Brief: Please print all of the material below, word for word.

Information supplied:
(begin)
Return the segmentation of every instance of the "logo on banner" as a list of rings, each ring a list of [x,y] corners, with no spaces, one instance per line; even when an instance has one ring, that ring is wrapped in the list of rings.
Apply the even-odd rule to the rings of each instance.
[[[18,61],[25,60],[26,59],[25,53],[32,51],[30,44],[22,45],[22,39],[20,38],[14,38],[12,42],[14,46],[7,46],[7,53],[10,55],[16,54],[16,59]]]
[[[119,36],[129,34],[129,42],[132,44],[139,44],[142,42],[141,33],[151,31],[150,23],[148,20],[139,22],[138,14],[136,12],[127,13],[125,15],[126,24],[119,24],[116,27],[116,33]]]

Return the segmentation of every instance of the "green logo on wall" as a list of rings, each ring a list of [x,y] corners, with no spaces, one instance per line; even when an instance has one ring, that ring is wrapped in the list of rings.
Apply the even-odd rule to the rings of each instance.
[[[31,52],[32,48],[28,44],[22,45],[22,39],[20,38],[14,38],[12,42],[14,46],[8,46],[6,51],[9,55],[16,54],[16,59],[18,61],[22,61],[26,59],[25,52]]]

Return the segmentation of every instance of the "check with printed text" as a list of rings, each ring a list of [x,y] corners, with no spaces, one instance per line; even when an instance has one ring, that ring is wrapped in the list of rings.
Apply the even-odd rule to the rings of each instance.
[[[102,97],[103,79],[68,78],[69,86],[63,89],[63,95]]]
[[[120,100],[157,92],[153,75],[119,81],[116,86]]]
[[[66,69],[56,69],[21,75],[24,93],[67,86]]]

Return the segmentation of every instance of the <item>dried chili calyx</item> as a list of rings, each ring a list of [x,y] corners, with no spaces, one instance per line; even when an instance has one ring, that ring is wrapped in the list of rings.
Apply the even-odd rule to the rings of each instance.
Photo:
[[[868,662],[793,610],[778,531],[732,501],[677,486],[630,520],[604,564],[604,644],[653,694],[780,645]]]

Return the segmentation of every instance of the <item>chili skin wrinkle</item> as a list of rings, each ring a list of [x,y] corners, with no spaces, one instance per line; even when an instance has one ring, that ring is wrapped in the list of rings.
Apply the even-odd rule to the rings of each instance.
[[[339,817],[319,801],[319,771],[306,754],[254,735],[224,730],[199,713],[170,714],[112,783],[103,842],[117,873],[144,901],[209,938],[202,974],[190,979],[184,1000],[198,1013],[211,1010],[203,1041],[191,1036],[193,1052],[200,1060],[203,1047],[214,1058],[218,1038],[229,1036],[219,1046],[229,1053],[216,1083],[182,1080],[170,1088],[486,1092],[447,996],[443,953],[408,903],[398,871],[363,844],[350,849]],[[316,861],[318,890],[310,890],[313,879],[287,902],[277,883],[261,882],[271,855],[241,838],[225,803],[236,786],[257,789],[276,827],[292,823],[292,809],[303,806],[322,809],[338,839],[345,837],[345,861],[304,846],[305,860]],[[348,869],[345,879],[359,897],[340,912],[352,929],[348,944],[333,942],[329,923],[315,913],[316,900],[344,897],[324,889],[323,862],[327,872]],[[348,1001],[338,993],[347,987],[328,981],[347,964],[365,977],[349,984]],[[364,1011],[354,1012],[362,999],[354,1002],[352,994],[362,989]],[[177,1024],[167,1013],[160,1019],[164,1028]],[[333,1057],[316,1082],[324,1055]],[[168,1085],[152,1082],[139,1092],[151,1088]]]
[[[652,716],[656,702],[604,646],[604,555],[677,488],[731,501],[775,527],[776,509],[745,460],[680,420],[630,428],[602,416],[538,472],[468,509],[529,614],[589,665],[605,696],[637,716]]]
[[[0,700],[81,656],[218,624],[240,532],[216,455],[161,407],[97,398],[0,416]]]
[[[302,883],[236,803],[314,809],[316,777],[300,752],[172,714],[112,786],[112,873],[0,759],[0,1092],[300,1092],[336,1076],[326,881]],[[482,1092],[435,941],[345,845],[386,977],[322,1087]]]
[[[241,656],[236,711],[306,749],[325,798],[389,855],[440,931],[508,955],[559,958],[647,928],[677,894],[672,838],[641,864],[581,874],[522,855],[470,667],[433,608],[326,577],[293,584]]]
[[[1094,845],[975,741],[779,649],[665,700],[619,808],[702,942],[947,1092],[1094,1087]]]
(end)
The completed task:
Return the segmentation of every instance of the "logo on banner" as a list of rings, each ring a list of [x,y] corners, with no spaces, one instance per line; even when an instance has one ring, that ring is wrapped in the list of rings.
Apply the even-odd rule to the rings of each instance.
[[[18,61],[25,60],[26,59],[25,53],[32,51],[30,44],[22,45],[22,39],[20,38],[14,38],[12,42],[14,46],[7,46],[7,53],[10,55],[16,54],[16,59]]]
[[[119,36],[129,34],[129,42],[132,44],[139,44],[142,42],[141,33],[151,31],[150,23],[148,20],[139,22],[138,14],[136,12],[127,13],[125,15],[126,24],[119,24],[116,27],[116,33]]]

Return the segmentation of every instance of the "green logo on wall" as a list of rings, each ring a list of [x,y] corners, with no spaces, one instance per line; even when an instance has one ring, that ring is wrapped in the list of rings.
Apply the even-odd rule to the rings of each instance.
[[[31,52],[32,48],[28,44],[22,45],[22,39],[20,38],[14,38],[12,42],[14,46],[8,46],[6,51],[9,55],[16,54],[16,59],[18,61],[22,61],[26,59],[25,52]]]

Return the segmentation of every instance of the "check with printed text" as a list of rings, each ring a list of [x,y] corners, with no spaces, one instance per line; even when an instance has one ring, that ring is wrapped in the list of rings.
Apply the even-odd rule to the rings of each instance.
[[[102,97],[103,79],[68,78],[69,86],[63,89],[63,95]]]
[[[120,100],[157,92],[153,75],[119,81],[116,86]]]
[[[66,69],[56,69],[21,75],[24,93],[67,86]]]

Return the segmentation of every instance of the <item>dried chili calyx</item> as a list of rings, each ring a list of [x,y] corners, with no spaces, one instance per line; even when an instance has one ring, that ring is wrapped in the list of rings.
Apply the even-odd rule to the rings of each instance.
Photo:
[[[868,662],[793,610],[778,531],[732,501],[677,486],[630,520],[604,564],[604,644],[653,694],[780,645]]]

Return the segmentation of every instance of the <item>chili skin wrinkle</item> as a list of rings, each ring a list of [x,y] corners, with no spaces, one instance per line; even when an instance has one ring, that ring is wrapped in the list of rings.
Apply the even-odd rule to the rings of each instance.
[[[339,817],[319,801],[319,771],[306,754],[254,735],[224,730],[199,713],[170,714],[112,783],[103,842],[117,873],[144,901],[209,938],[202,974],[190,979],[184,1000],[198,1013],[211,1010],[203,1041],[191,1036],[193,1052],[200,1060],[203,1047],[214,1058],[218,1038],[229,1036],[219,1046],[229,1053],[216,1083],[182,1080],[170,1088],[486,1092],[447,996],[443,953],[408,903],[398,871],[363,844],[350,849]],[[316,861],[318,890],[310,890],[313,879],[287,902],[277,883],[261,882],[271,855],[241,838],[225,803],[236,786],[257,789],[276,827],[292,823],[292,809],[303,806],[322,809],[338,839],[345,837],[345,861],[304,846],[305,860]],[[348,869],[345,879],[359,897],[340,912],[352,929],[348,944],[333,942],[329,923],[315,913],[316,900],[344,897],[324,889],[323,862],[327,872]],[[348,1001],[338,993],[347,987],[328,981],[347,964],[365,977],[349,984]],[[364,1011],[354,1012],[362,999],[354,1002],[352,994],[362,989]],[[177,1024],[167,1013],[160,1019],[164,1028]],[[333,1057],[316,1082],[324,1055]],[[168,1085],[152,1082],[139,1092],[151,1088]]]
[[[652,716],[656,702],[604,646],[604,555],[677,488],[731,501],[775,527],[776,509],[745,460],[680,420],[630,428],[602,416],[538,472],[468,509],[529,614],[589,665],[605,696],[637,716]]]
[[[0,700],[81,656],[218,624],[240,532],[216,455],[161,407],[97,398],[0,416]]]
[[[302,883],[236,803],[314,809],[316,777],[300,752],[172,714],[112,786],[112,873],[0,759],[0,1092],[300,1092],[336,1076],[326,881]],[[482,1092],[435,941],[345,845],[386,977],[322,1087]]]
[[[241,656],[236,711],[306,749],[325,798],[389,855],[440,931],[508,955],[559,958],[647,928],[677,894],[672,838],[641,864],[581,874],[522,855],[470,667],[433,608],[326,577],[293,584]]]
[[[1094,845],[975,741],[779,649],[665,700],[619,808],[702,942],[947,1092],[1094,1087]]]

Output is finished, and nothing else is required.